While it was not a mainstream success, The John Franklin Letters had a profound impact on the far-right. The novel is seen as the first modern book in its genre; scholar Jeffrey Kaplan described it as "one of the earliest dystopian opuses to appear in the far right". The book, with its plot focusing on insurgency, contains actual advice on how to best be an insurgent and to resist the government. As a result, The John Franklin Letters acquired a reputation of being an insurgency how-to manual and inspired direct action to a degree unlike prior books like it. It inspired the creation of the anti-government militia the Minutemen and the Patriot movement. A short-lived paramilitary group also took its name from the Rangers in the novel. It influenced the far right's usage of the cellular model of organization.

Collected data:
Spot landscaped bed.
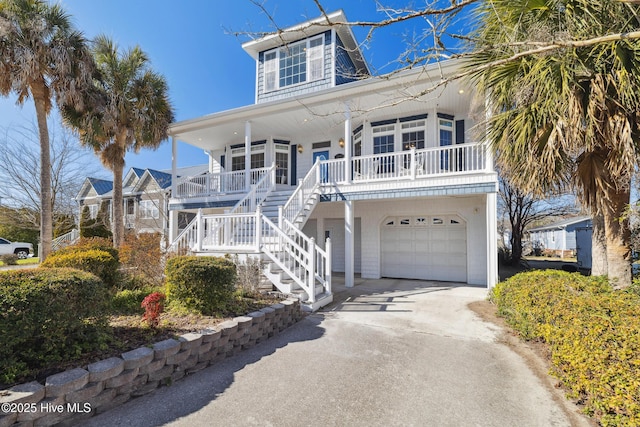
[491,270,640,426]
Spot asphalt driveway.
[87,279,592,427]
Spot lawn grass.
[0,257,40,267]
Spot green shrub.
[491,270,640,425]
[41,247,120,286]
[165,256,236,315]
[0,254,19,265]
[111,287,158,315]
[0,268,109,384]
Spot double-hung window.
[140,200,160,219]
[231,144,266,171]
[263,34,324,92]
[373,125,396,174]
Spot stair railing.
[259,215,331,304]
[167,214,202,255]
[167,163,276,253]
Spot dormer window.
[264,34,324,92]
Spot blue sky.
[0,0,450,178]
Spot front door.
[313,151,329,182]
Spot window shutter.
[263,52,277,92]
[307,37,324,81]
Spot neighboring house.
[529,216,591,257]
[169,11,498,308]
[76,165,207,241]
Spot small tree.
[80,202,111,238]
[499,172,576,265]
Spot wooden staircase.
[171,163,333,310]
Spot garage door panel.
[380,215,467,282]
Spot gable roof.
[242,9,370,75]
[87,177,113,196]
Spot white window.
[307,37,324,81]
[88,205,98,219]
[140,200,160,219]
[264,51,278,92]
[263,34,324,92]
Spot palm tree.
[470,0,640,286]
[64,36,173,247]
[0,0,93,261]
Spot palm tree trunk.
[32,92,53,262]
[591,213,608,276]
[111,155,124,248]
[603,190,631,288]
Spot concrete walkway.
[86,279,584,427]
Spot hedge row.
[0,268,109,384]
[41,238,120,286]
[491,270,640,426]
[165,256,236,315]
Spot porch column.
[344,200,355,288]
[171,136,178,198]
[344,103,351,184]
[244,120,251,190]
[167,211,178,246]
[486,193,498,288]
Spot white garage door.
[380,215,467,282]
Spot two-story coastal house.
[74,165,207,242]
[169,11,497,308]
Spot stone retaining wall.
[0,299,302,427]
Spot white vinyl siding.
[140,200,160,219]
[264,52,278,92]
[381,215,467,282]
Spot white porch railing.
[167,164,276,253]
[173,167,271,198]
[281,160,322,223]
[232,163,276,213]
[167,217,202,255]
[51,228,80,251]
[350,144,487,182]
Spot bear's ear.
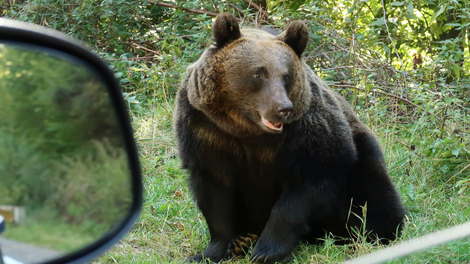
[212,13,241,48]
[277,21,308,58]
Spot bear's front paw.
[250,240,292,264]
[230,233,259,258]
[185,254,223,264]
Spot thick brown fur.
[174,13,405,263]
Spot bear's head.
[189,13,312,137]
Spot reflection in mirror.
[0,44,132,263]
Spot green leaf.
[403,13,419,20]
[392,2,405,6]
[406,3,414,14]
[445,23,462,27]
[384,45,390,56]
[429,4,448,24]
[453,65,460,79]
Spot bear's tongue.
[261,116,283,131]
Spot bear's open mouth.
[261,116,283,131]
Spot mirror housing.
[0,18,142,264]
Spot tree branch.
[328,83,419,108]
[244,0,274,22]
[147,0,218,17]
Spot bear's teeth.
[261,116,283,131]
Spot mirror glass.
[0,43,132,263]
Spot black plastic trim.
[0,18,143,264]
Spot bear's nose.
[277,104,294,119]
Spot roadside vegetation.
[0,0,470,263]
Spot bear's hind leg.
[187,170,237,263]
[348,131,405,243]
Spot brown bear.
[174,13,405,263]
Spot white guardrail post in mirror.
[343,222,470,264]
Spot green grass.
[90,97,470,263]
[2,220,97,253]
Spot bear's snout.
[277,103,294,119]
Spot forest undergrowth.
[1,0,470,263]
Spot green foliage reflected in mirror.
[0,44,132,263]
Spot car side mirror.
[0,18,142,263]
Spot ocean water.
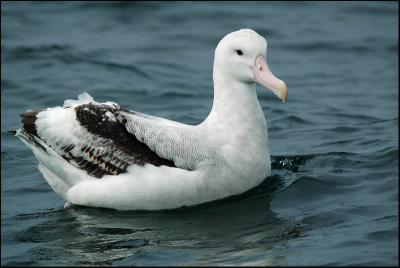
[1,1,399,266]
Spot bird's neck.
[208,68,265,124]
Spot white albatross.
[15,29,287,210]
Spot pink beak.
[251,54,288,102]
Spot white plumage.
[16,29,287,210]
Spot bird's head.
[214,29,288,101]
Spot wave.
[2,44,151,79]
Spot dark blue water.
[1,2,399,265]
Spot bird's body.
[16,30,287,210]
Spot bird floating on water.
[15,29,288,210]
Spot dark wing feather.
[21,103,175,178]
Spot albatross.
[15,29,288,210]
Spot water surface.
[1,2,398,265]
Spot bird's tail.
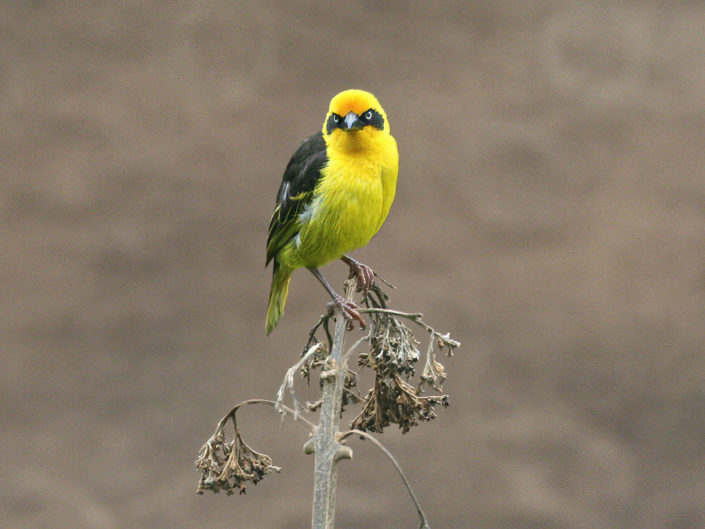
[267,260,293,335]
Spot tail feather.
[267,261,292,335]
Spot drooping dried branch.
[196,278,460,529]
[196,399,314,495]
[340,430,430,529]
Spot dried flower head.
[351,374,449,433]
[196,408,281,494]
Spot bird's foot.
[343,255,375,299]
[328,296,367,331]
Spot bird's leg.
[340,255,375,299]
[309,267,365,329]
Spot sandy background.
[0,0,705,529]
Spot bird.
[266,89,399,335]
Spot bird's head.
[323,90,389,152]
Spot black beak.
[340,112,365,131]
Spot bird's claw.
[328,296,367,331]
[348,259,375,299]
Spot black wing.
[267,132,328,264]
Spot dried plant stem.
[360,307,443,336]
[304,279,357,529]
[340,430,430,529]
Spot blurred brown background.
[0,0,705,529]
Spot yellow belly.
[291,155,384,267]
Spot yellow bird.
[267,90,399,334]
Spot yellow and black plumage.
[267,90,399,334]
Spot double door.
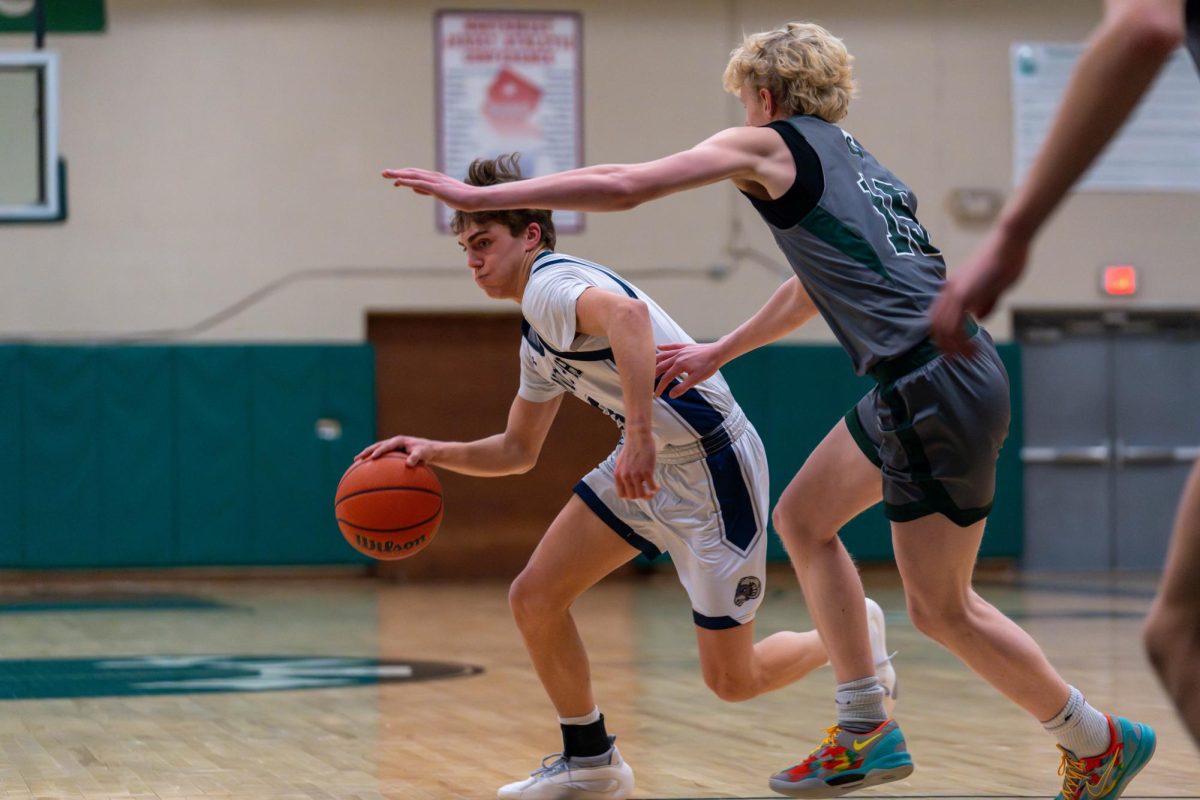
[1015,312,1200,570]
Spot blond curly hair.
[724,23,858,122]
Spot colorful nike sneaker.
[496,736,634,800]
[768,720,912,798]
[1055,716,1154,800]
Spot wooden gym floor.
[0,570,1200,800]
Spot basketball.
[334,452,442,561]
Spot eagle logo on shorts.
[733,575,762,606]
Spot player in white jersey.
[359,156,895,800]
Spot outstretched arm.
[383,127,794,211]
[654,277,817,397]
[575,288,659,499]
[931,0,1183,351]
[355,395,563,477]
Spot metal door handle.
[1117,445,1200,464]
[1021,445,1112,464]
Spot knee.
[509,572,562,627]
[906,594,971,643]
[1141,606,1178,675]
[704,673,761,703]
[770,505,838,559]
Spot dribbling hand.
[354,437,437,467]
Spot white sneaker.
[866,597,900,718]
[496,745,634,800]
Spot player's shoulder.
[527,251,636,296]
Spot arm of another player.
[383,127,786,211]
[575,288,659,500]
[654,276,817,397]
[355,395,563,477]
[930,0,1183,353]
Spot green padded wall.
[721,344,1024,561]
[0,345,374,569]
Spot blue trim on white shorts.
[574,481,662,560]
[704,446,758,553]
[691,609,742,631]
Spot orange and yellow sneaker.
[1055,716,1154,800]
[768,720,913,798]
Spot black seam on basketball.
[338,452,408,485]
[334,486,442,509]
[337,505,442,534]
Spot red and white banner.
[436,11,583,233]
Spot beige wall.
[0,0,1200,339]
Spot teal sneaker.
[1055,716,1154,800]
[768,720,912,798]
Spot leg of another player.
[892,515,1154,800]
[1145,461,1200,745]
[509,495,637,717]
[892,515,1070,720]
[768,420,913,798]
[696,621,828,703]
[772,421,883,684]
[497,497,637,800]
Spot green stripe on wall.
[0,0,107,34]
[0,345,374,569]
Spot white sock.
[835,675,888,733]
[1042,686,1112,758]
[558,705,600,724]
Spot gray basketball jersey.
[751,116,946,375]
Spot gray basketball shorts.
[846,329,1010,528]
[575,413,769,630]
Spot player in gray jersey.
[359,157,895,800]
[932,0,1200,745]
[384,23,1154,800]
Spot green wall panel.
[0,348,25,564]
[721,344,1024,561]
[247,348,331,563]
[175,347,257,564]
[22,347,101,567]
[96,347,176,566]
[0,0,106,34]
[0,344,374,569]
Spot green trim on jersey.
[800,205,895,285]
[845,403,883,469]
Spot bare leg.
[696,622,828,703]
[1145,462,1200,745]
[509,497,637,717]
[772,420,883,684]
[892,515,1070,722]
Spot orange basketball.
[334,452,442,561]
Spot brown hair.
[450,152,558,249]
[725,23,857,122]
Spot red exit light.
[1103,265,1138,297]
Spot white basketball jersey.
[517,251,740,450]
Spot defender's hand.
[929,221,1030,355]
[654,342,721,397]
[613,434,659,500]
[383,168,479,211]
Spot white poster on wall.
[434,11,583,233]
[1012,42,1200,192]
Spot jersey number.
[858,175,942,255]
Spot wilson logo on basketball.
[354,534,427,554]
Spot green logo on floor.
[0,656,484,700]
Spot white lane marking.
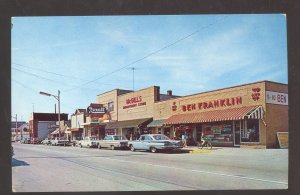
[94,157,288,185]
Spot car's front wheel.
[130,145,135,152]
[150,147,157,153]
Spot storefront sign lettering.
[123,96,146,109]
[252,87,260,101]
[87,105,105,114]
[126,96,142,104]
[182,97,242,112]
[266,91,288,105]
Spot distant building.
[29,112,68,140]
[11,121,29,141]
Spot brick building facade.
[97,81,288,148]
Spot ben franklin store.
[158,81,288,148]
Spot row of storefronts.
[65,81,288,148]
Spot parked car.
[98,135,128,150]
[21,138,30,144]
[41,138,51,145]
[11,146,15,157]
[78,136,100,148]
[128,134,182,153]
[50,137,69,146]
[30,137,41,144]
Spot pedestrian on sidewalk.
[181,133,187,147]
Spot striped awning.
[50,129,59,135]
[164,106,263,125]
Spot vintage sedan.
[128,134,182,153]
[41,138,51,145]
[77,136,99,148]
[98,135,128,150]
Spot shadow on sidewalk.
[11,158,29,167]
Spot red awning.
[164,106,263,125]
[70,128,83,132]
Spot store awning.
[147,119,166,127]
[105,118,152,129]
[70,128,83,132]
[164,106,263,125]
[50,129,59,135]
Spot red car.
[30,137,41,144]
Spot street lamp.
[40,90,60,138]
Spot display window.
[203,121,233,143]
[241,119,259,142]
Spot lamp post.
[40,90,60,138]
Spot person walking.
[181,133,187,147]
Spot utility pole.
[40,90,60,139]
[131,67,135,91]
[16,114,18,141]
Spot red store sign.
[172,97,242,112]
[123,96,146,109]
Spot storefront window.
[241,119,259,142]
[203,121,233,143]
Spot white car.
[98,135,128,150]
[128,134,182,153]
[78,136,99,148]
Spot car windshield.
[153,135,170,140]
[114,135,126,140]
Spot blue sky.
[12,14,288,121]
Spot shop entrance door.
[234,121,241,146]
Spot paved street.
[12,143,288,192]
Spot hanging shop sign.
[123,96,146,109]
[172,96,242,112]
[87,106,105,114]
[266,91,288,106]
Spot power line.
[12,63,125,88]
[12,67,65,84]
[12,63,87,81]
[65,16,229,92]
[11,78,39,93]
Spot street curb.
[189,150,211,154]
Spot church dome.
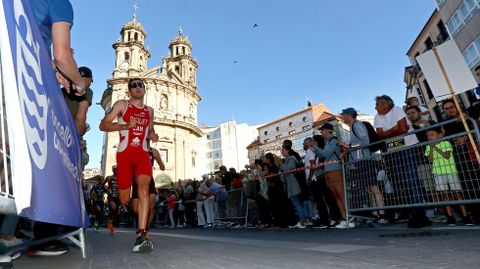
[169,28,192,49]
[122,16,147,36]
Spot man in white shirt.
[373,95,430,228]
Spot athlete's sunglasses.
[128,81,145,89]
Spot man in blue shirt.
[29,0,87,96]
[29,0,88,256]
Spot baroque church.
[101,15,203,185]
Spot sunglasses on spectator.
[130,81,144,89]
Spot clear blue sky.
[71,0,435,167]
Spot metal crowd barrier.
[343,119,480,214]
[215,188,249,228]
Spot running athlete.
[103,165,120,235]
[100,78,158,252]
[132,145,165,230]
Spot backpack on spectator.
[352,121,387,152]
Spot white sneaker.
[293,222,307,229]
[335,219,355,229]
[305,220,313,226]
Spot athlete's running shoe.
[132,234,153,252]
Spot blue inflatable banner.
[0,0,86,227]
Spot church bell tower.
[113,6,150,78]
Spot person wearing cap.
[62,66,93,136]
[341,107,388,225]
[310,122,355,229]
[405,96,431,121]
[373,95,431,228]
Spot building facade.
[247,103,373,163]
[101,15,203,182]
[256,103,330,156]
[201,121,258,173]
[435,0,480,88]
[404,0,480,121]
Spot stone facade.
[101,16,203,182]
[201,120,259,173]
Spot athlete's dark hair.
[405,106,422,113]
[128,78,145,89]
[427,126,443,134]
[442,99,455,108]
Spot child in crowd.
[425,127,473,226]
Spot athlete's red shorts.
[117,149,153,190]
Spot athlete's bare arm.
[152,148,165,171]
[99,100,135,132]
[147,107,159,142]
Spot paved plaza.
[14,225,480,269]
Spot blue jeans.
[290,194,305,221]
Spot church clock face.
[120,61,130,70]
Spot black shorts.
[132,179,157,199]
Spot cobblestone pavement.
[14,226,480,269]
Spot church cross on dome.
[132,3,140,21]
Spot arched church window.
[158,94,168,109]
[188,104,194,115]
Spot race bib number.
[385,137,405,151]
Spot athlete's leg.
[147,193,157,227]
[118,188,131,205]
[136,175,151,231]
[131,197,138,215]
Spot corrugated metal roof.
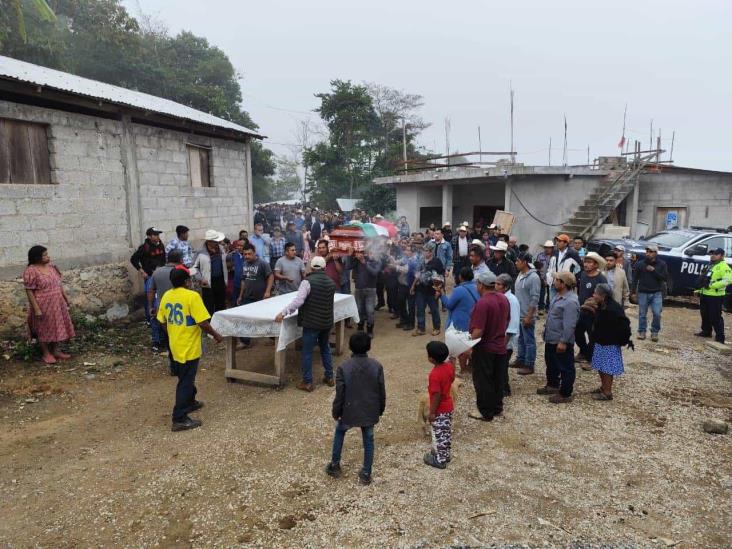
[0,56,262,137]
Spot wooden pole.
[549,137,552,166]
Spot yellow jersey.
[157,287,211,364]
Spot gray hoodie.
[514,267,541,318]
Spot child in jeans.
[325,332,386,484]
[424,341,455,469]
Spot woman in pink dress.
[23,246,75,364]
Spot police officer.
[695,248,732,343]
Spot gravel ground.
[0,306,732,548]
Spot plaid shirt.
[269,236,285,259]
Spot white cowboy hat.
[585,252,607,271]
[203,229,226,242]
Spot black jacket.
[633,259,668,294]
[130,238,165,276]
[333,355,386,427]
[592,299,631,346]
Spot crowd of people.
[24,205,732,482]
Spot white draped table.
[211,292,359,385]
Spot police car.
[588,227,732,311]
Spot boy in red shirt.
[424,341,455,469]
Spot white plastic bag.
[445,326,480,357]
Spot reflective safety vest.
[701,259,732,297]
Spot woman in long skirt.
[592,284,631,401]
[23,246,75,364]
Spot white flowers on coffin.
[445,326,480,356]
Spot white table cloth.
[211,292,359,351]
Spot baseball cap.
[478,271,496,286]
[310,255,325,270]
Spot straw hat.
[585,252,607,271]
[203,229,226,242]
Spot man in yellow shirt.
[157,266,222,431]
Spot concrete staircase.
[562,151,658,240]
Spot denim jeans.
[171,358,199,422]
[330,421,374,476]
[300,328,333,383]
[414,290,440,331]
[354,288,376,326]
[516,322,536,370]
[638,292,663,334]
[544,343,577,397]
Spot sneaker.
[325,462,341,478]
[423,452,447,469]
[170,417,203,431]
[297,381,315,393]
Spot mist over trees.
[0,0,427,212]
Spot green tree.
[303,80,427,213]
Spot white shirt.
[458,236,468,257]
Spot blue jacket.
[440,280,480,332]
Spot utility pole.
[509,84,516,164]
[562,114,567,166]
[549,137,552,166]
[478,126,483,164]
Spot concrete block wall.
[0,100,251,279]
[133,124,252,247]
[0,101,129,270]
[638,172,732,232]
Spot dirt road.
[0,307,732,547]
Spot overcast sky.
[125,0,732,170]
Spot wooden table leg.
[226,337,236,382]
[335,320,346,356]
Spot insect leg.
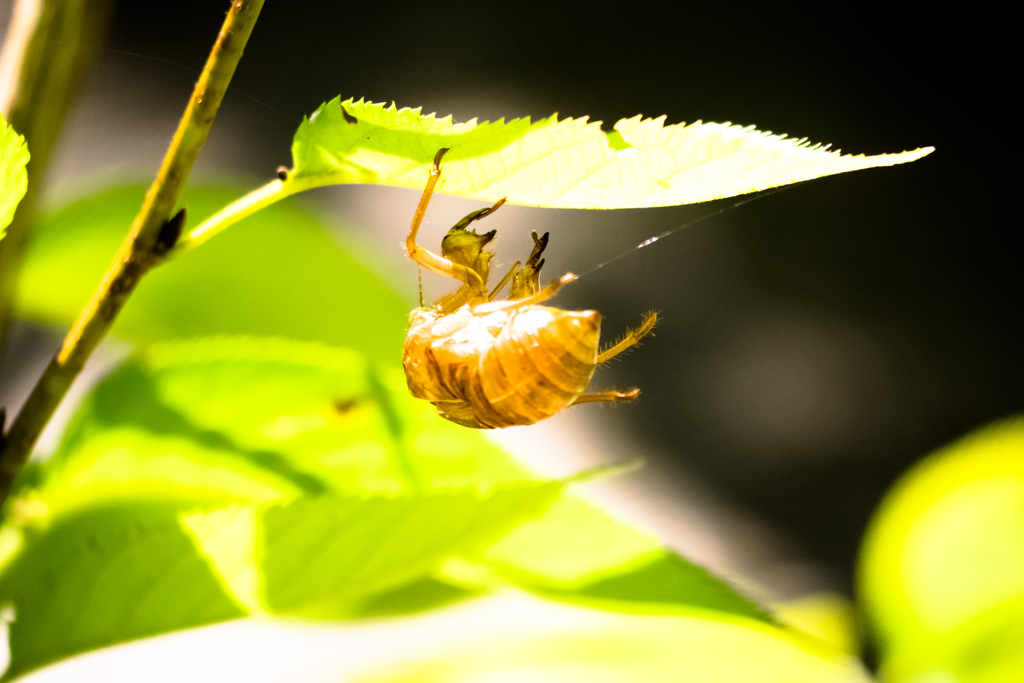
[476,272,577,313]
[487,261,521,301]
[406,147,485,290]
[571,389,640,405]
[597,312,657,364]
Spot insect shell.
[402,150,656,429]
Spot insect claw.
[430,147,452,175]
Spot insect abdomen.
[404,306,601,429]
[478,306,601,427]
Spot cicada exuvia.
[402,148,657,429]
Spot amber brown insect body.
[402,150,656,429]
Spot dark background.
[9,0,1024,591]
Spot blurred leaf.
[263,482,562,614]
[0,337,770,670]
[284,97,932,209]
[355,593,869,683]
[475,496,774,624]
[0,117,29,240]
[0,482,561,677]
[17,185,409,364]
[0,500,245,680]
[37,337,535,506]
[858,418,1024,683]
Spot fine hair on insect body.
[402,148,657,429]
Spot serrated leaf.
[284,98,932,209]
[16,184,407,362]
[0,117,29,240]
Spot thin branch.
[0,0,114,345]
[0,0,263,504]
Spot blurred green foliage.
[0,187,843,681]
[859,418,1024,683]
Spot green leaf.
[353,601,870,683]
[17,185,407,364]
[0,500,245,680]
[0,117,29,240]
[468,496,774,624]
[43,337,535,505]
[858,418,1024,683]
[284,98,932,209]
[0,482,562,678]
[263,481,562,614]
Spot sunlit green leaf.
[17,185,407,362]
[0,500,245,680]
[355,593,870,683]
[859,418,1024,683]
[468,496,772,623]
[284,98,932,209]
[0,117,29,240]
[0,482,561,677]
[37,337,534,505]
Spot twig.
[0,0,114,346]
[0,0,263,505]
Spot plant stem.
[0,0,263,504]
[0,0,114,345]
[171,180,297,256]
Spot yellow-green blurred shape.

WHAT TO DO:
**A.** Say whether each statement agrees with the excerpt about The John Franklin Letters, answering yes or no and quoting the words that decide it: (i) The John Franklin Letters was a mainstream success. (ii) A paramilitary group took its name from the Rangers in the novel. (iii) Jeffrey Kaplan called the book one of the earliest dystopian opuses to appear in the far right.
**B.** According to the excerpt about The John Franklin Letters, why did the book come to be seen as an insurgency how-to manual? Answer in one to three sentences.
None of this data is needed for the work here.

TASK RESULTS:
**A.**
(i) No: "While it was not a mainstream success"
(ii) Yes: "A short-lived paramilitary group also took its name from the Rangers in the novel."
(iii) Yes: "one of the earliest dystopian opuses to appear in the far right"

**B.** The book's plot focuses on insurgency. It also contains actual advice on how best to be an insurgent and to resist the government. As a result, it gained a reputation as an insurgency how-to manual.